Referring expression data
+-------+

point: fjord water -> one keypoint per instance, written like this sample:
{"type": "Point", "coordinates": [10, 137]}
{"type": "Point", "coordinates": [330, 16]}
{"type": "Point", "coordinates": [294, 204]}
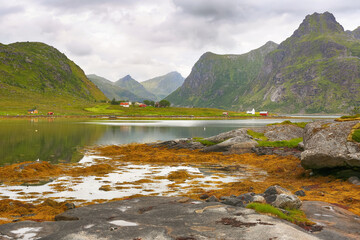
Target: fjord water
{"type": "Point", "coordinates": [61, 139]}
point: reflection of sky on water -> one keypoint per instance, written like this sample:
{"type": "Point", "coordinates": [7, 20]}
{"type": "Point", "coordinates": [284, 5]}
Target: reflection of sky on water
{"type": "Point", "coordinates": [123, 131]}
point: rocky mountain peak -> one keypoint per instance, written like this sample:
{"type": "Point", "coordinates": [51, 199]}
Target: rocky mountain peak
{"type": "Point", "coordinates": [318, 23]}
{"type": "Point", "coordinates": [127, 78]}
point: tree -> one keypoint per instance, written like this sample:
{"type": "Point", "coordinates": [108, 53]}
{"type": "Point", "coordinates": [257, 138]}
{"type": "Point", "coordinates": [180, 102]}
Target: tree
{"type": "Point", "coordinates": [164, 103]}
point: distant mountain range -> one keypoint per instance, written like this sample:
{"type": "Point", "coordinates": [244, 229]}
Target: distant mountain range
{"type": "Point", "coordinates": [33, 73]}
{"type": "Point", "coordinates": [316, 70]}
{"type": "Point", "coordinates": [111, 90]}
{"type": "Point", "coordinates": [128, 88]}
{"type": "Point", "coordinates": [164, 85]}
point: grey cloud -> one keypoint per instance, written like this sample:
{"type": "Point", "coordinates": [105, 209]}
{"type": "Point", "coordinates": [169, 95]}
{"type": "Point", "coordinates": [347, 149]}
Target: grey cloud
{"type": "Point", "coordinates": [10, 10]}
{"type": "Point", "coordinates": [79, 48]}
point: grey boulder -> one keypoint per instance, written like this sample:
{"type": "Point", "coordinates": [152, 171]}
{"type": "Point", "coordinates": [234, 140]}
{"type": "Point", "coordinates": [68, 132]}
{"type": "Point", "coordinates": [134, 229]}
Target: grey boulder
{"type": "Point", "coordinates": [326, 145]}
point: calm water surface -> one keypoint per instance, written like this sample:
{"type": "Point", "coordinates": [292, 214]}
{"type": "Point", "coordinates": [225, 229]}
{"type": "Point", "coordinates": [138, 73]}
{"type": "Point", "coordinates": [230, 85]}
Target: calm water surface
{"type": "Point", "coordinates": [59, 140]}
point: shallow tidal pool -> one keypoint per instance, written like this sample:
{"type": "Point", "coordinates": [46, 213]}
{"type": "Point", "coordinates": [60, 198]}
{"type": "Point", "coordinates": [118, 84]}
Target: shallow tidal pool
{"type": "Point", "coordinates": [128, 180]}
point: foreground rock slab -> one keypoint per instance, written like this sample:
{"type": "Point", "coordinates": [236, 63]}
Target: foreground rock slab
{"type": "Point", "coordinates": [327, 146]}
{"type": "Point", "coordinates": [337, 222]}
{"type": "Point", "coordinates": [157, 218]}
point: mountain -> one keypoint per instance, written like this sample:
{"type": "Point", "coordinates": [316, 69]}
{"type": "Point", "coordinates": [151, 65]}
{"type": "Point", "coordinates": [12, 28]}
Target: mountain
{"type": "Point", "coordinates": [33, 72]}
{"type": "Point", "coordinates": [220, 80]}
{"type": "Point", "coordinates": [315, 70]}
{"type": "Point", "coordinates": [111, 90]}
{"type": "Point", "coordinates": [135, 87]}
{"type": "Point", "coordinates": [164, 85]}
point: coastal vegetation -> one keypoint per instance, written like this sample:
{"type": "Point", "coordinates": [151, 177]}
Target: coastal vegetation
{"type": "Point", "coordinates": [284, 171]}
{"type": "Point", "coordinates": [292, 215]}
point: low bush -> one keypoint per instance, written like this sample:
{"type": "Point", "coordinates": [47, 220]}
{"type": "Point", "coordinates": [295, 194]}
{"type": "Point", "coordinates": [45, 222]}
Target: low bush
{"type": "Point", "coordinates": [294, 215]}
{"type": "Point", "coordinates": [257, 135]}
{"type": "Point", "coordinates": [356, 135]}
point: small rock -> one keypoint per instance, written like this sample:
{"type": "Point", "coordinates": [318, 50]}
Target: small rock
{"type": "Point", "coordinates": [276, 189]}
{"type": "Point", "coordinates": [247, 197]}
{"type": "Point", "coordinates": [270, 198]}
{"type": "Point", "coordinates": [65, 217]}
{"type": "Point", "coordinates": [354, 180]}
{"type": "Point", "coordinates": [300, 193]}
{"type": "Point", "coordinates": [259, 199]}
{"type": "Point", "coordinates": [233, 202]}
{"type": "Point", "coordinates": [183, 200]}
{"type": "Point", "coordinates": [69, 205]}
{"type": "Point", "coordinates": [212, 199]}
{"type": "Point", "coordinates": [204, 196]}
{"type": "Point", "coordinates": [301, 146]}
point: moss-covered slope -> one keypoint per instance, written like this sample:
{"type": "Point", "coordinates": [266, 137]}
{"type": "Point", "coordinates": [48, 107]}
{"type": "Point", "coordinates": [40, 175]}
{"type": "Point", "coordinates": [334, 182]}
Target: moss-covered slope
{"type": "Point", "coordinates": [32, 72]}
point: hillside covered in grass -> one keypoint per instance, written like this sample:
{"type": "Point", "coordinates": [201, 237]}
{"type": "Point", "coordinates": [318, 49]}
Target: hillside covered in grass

+-------+

▶ _The problem_: Repeat, word for word, every line from the line that contains "point: hillside covered" to the end of the entries; include both of those lines and no others.

▶ _Result of this exercise_:
point: hillside covered in grass -> one keypoint per instance, written like this sample:
{"type": "Point", "coordinates": [201, 237]}
{"type": "Point", "coordinates": [318, 49]}
Target: hillside covered in grass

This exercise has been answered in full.